───── RAW DATA ─────

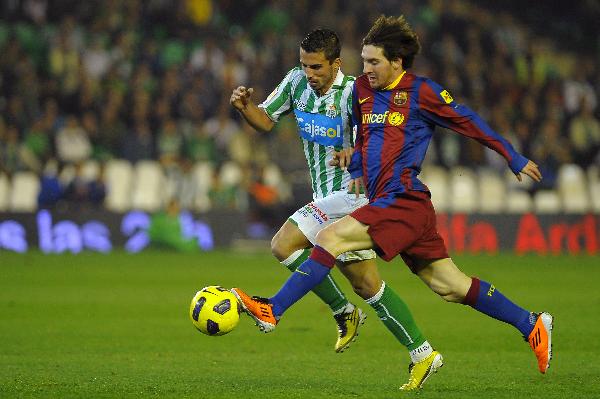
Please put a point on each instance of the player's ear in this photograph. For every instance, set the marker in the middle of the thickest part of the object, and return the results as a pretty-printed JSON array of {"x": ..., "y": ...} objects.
[
  {"x": 337, "y": 63},
  {"x": 397, "y": 63}
]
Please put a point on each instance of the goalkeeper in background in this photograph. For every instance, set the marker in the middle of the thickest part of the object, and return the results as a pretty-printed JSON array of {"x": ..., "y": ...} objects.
[{"x": 320, "y": 96}]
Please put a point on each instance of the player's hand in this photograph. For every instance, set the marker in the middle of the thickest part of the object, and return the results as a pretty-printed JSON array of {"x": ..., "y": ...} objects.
[
  {"x": 355, "y": 185},
  {"x": 240, "y": 97},
  {"x": 531, "y": 170},
  {"x": 342, "y": 158}
]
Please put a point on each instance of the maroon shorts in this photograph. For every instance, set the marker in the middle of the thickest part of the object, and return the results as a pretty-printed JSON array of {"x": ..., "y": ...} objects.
[{"x": 404, "y": 225}]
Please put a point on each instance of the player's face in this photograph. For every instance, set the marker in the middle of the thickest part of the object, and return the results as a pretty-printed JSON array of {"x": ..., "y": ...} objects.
[
  {"x": 319, "y": 71},
  {"x": 380, "y": 71}
]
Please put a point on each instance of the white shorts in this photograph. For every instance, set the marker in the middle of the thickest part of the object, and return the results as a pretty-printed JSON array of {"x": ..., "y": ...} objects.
[{"x": 315, "y": 216}]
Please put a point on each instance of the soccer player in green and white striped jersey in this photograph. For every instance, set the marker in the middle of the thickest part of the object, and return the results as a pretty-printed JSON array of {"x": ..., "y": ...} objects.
[{"x": 320, "y": 96}]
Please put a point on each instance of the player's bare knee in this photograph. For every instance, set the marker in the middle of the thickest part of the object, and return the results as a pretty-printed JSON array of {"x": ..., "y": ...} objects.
[
  {"x": 328, "y": 239},
  {"x": 279, "y": 249},
  {"x": 364, "y": 289}
]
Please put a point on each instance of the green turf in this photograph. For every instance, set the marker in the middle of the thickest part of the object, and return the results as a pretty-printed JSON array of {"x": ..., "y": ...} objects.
[{"x": 117, "y": 325}]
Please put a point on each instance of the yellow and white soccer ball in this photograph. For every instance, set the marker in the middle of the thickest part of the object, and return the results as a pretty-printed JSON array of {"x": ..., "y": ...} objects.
[{"x": 214, "y": 310}]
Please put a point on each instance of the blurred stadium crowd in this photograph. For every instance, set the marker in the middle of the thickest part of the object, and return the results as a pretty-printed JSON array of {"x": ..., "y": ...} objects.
[{"x": 125, "y": 103}]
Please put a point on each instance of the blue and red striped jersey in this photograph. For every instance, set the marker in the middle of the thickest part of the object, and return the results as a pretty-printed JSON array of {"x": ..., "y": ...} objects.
[{"x": 394, "y": 127}]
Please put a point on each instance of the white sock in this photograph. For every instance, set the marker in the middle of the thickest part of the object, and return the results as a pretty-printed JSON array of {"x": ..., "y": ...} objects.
[{"x": 420, "y": 353}]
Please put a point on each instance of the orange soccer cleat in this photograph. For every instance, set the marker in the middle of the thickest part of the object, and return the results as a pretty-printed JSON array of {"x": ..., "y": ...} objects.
[
  {"x": 260, "y": 309},
  {"x": 540, "y": 340}
]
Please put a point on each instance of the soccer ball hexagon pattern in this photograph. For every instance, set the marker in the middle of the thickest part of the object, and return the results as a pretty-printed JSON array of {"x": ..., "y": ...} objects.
[{"x": 214, "y": 310}]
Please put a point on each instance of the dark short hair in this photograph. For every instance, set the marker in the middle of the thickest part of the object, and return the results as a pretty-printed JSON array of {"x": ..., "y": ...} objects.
[
  {"x": 397, "y": 39},
  {"x": 324, "y": 40}
]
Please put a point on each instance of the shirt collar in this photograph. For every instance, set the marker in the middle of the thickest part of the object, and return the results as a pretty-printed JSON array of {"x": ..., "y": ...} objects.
[{"x": 337, "y": 82}]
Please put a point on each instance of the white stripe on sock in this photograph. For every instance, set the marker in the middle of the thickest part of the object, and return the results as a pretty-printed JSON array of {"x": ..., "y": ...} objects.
[
  {"x": 397, "y": 322},
  {"x": 292, "y": 258},
  {"x": 377, "y": 296},
  {"x": 420, "y": 353}
]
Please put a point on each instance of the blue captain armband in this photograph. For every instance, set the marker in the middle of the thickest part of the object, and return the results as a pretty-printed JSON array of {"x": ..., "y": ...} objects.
[{"x": 517, "y": 163}]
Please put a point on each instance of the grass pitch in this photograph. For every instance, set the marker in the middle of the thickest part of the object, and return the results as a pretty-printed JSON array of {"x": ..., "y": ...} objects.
[{"x": 117, "y": 325}]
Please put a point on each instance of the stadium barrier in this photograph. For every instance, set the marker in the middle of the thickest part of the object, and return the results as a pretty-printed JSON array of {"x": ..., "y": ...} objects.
[{"x": 103, "y": 231}]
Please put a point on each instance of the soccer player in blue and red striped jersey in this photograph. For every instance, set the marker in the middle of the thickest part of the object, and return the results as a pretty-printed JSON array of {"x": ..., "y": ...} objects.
[{"x": 395, "y": 113}]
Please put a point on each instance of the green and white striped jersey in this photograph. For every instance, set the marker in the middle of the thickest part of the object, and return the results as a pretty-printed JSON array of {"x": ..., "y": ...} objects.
[{"x": 324, "y": 124}]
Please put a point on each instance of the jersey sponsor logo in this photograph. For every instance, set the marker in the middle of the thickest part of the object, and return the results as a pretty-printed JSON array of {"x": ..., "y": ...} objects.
[
  {"x": 319, "y": 128},
  {"x": 396, "y": 118},
  {"x": 331, "y": 111},
  {"x": 400, "y": 98},
  {"x": 311, "y": 210},
  {"x": 272, "y": 95},
  {"x": 393, "y": 118},
  {"x": 446, "y": 96}
]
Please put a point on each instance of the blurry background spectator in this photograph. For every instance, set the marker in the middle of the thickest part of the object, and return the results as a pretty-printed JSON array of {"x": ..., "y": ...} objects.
[{"x": 146, "y": 80}]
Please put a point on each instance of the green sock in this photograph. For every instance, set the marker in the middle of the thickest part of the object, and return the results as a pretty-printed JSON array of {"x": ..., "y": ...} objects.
[
  {"x": 396, "y": 316},
  {"x": 327, "y": 290}
]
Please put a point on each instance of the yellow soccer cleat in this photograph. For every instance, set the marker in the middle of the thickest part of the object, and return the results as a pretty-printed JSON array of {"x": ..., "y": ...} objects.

─────

OBJECTIVE
Set down every record once more, word for word, without pictures.

ANSWER FOR THIS EXERCISE
Please put a point on each instance of the player's ear in this photograph. For every instance, set the marker in the middle of the thickest part of the object, and return the results as a pretty-printed JSON array of {"x": ..., "y": ...} objects.
[
  {"x": 337, "y": 63},
  {"x": 397, "y": 63}
]
Please put a point on each instance of the goalkeeper in background in this photograph. For every instance, set the marker in the middle of the thickest part of the object, and return the results as a pretty-printed JSON array of {"x": ..., "y": ...} objects.
[{"x": 320, "y": 96}]
Please put a point on each instance of the player's hand in this photograph. For every instance, set the marker in the middle of the thickest part of the object, and return the results as a pretty-printed JSON array of {"x": ..., "y": ...} objects.
[
  {"x": 355, "y": 185},
  {"x": 240, "y": 97},
  {"x": 531, "y": 170},
  {"x": 342, "y": 158}
]
Please put a point on each instance of the maroon shorts in this photograph. For every instance, set the marker in the middle of the thickest part of the object, and return the results as a pretty-printed JSON array of {"x": ..., "y": ...} objects.
[{"x": 404, "y": 225}]
Please put a point on each instance of the player's face in this photograph. For every instance, set the marker in the middle of the thickest part of the object, and return the results as a pretty-printed JSON array of {"x": ..., "y": ...} objects.
[
  {"x": 319, "y": 71},
  {"x": 380, "y": 71}
]
Please put a point on each instance of the white shorts in this photograph. For every instance, set the marker in the middle of the thickest part of the object, and return the results as a pretty-printed JSON array of {"x": ..., "y": ...} objects.
[{"x": 315, "y": 216}]
Please put a point on each instance of the soccer player in green and white striped jersey in this photograph. For every instance, set the marker in the middle of the thickest part of the object, and return the results as a pretty-printed JSON array of {"x": ..., "y": ...} objects.
[{"x": 320, "y": 96}]
Please put a point on each instance of the player's bare knee in this photograph. For every instance, set the marker in the middle of the thickest part of the object, and return the results as a pretty-printed JSON array of {"x": ..., "y": ...} objects.
[
  {"x": 328, "y": 239},
  {"x": 279, "y": 249},
  {"x": 364, "y": 289}
]
Please put a point on each instance of the green turf in this photograph. For every instance, set the marker in the middle of the thickest part of the object, and return the results as a pretty-printed JSON array of {"x": ..., "y": ...} objects.
[{"x": 117, "y": 325}]
Please put a point on each instance of the yellow and white soccer ball in this photograph. For every instance, set the marker in the middle of the thickest part of the object, and return the results as a pretty-printed JSON array of {"x": ..., "y": ...} objects.
[{"x": 214, "y": 310}]
Please put a point on each instance of the blurred stadium crowd in this photograph. For every instance, set the marker in the middle of the thickest part of the object, and return the results as a pretty-printed JSON array of {"x": ..., "y": ...} objects.
[{"x": 125, "y": 103}]
Please put a point on each instance of the blue and red striped jersey in this photograph. For every instance, set the marker in the middle of the thickest part of the object, and return the results as a pretty-printed JSON array of {"x": ..., "y": ...} objects.
[{"x": 394, "y": 127}]
Please put a point on each instance of the white sock in this photograph. For every instance, set the marker in the middle of the thickest part of the object, and return the results as a pretty-printed JSON array of {"x": ..., "y": ...} objects.
[{"x": 420, "y": 353}]
Please put a point on each instance of the orange soccer cleat in this photograph. For every instance, set the marker in the middle of the thickest part of the object, and return the results as a pretty-printed JSON array of {"x": ..., "y": ...} objects.
[
  {"x": 260, "y": 309},
  {"x": 540, "y": 340}
]
Please put a point on each instance of the soccer ball hexagon pattern in this photograph. For every instance, set the marker in the middle of the thickest part of the object, and return the results as a pretty-printed JSON array of {"x": ..., "y": ...} objects.
[{"x": 214, "y": 310}]
Please put a point on each instance of the dark short hair in this photograph. For every instance, set the marker in the middle of the thickest part of the object, and return the results as a pretty-printed JSON array of {"x": ..., "y": ...} objects.
[
  {"x": 397, "y": 39},
  {"x": 324, "y": 40}
]
Please put a point on each instance of the shirt collar in this photograph. For every instance, set the marker in the middle of the thickest part of the object, and return the results as a pretty-printed JSON array of {"x": ..., "y": ...} objects.
[{"x": 337, "y": 82}]
Please put a point on each instance of the white stripe on sock in this photograph. For every instance, set the marker in the middle of the thickest part of the object, and return the results as a pretty-printed JSON array of {"x": ..., "y": ...} objects.
[
  {"x": 397, "y": 322},
  {"x": 292, "y": 258},
  {"x": 377, "y": 296},
  {"x": 420, "y": 353}
]
Please put a point on each instance of the blue captain armband in this photograph. For every instance, set the marker in the middle of the thickest part of the object, and return the results as a pretty-printed JSON array of {"x": ..., "y": ...} objects.
[{"x": 517, "y": 163}]
Please put a point on each instance of the grass pitch in this photograph. For every instance, set the marker in the middle of the thickest part of the object, and return the results as a pretty-printed JSON array of {"x": ..., "y": ...} objects.
[{"x": 117, "y": 325}]
Please put a point on each instance of the stadium barrier in this photograph. For every instance, set the marker in the middle of the thickest part of the object, and return the results as a pretty-printed JSON array of {"x": ..., "y": ...} objects.
[{"x": 103, "y": 231}]
Please put a point on each instance of the soccer player in blue and red striped jersey in this photograph. For every instance, set the marker in the middle of the thickest part of the object, and return the results as a pretty-printed JSON array of {"x": ..., "y": ...} objects.
[{"x": 395, "y": 113}]
Please put a point on each instance of the green and white striped jersey in this photograph. For every instance, set the marker in the middle of the thickest part of the object, and return the results as a pretty-printed JSON array of {"x": ..., "y": ...} objects.
[{"x": 324, "y": 124}]
Please put a point on each instance of the jersey sponsor logo in this photograph. For every instance, set the marker in the middle of the thickest part of the object, and return the results as a pretty-printed JSON array of {"x": ..., "y": ...} objects.
[
  {"x": 319, "y": 128},
  {"x": 396, "y": 118},
  {"x": 331, "y": 111},
  {"x": 400, "y": 98},
  {"x": 311, "y": 210},
  {"x": 272, "y": 95},
  {"x": 393, "y": 118},
  {"x": 446, "y": 96}
]
Please put a point on each instance of the blurry background spectator in this photograph. For every instance, set the marker in the middle of the thickest part of the object, and return the results as a pretty-printed JSON array of {"x": ..., "y": ...} objects.
[{"x": 146, "y": 80}]
Please put a point on each instance of the green sock in this photograph. For every instance, set the marker in the middle of the thickest part of the object, and return the results as a pretty-printed JSON array of {"x": ..., "y": ...} objects.
[
  {"x": 396, "y": 316},
  {"x": 327, "y": 290}
]
Please put a point on each instance of the yellow soccer cleat in this photograph. For every instance, set the marker in the middle of the thickest part of the object, and return the results as a pretty-printed JSON array of {"x": ..., "y": ...} objects.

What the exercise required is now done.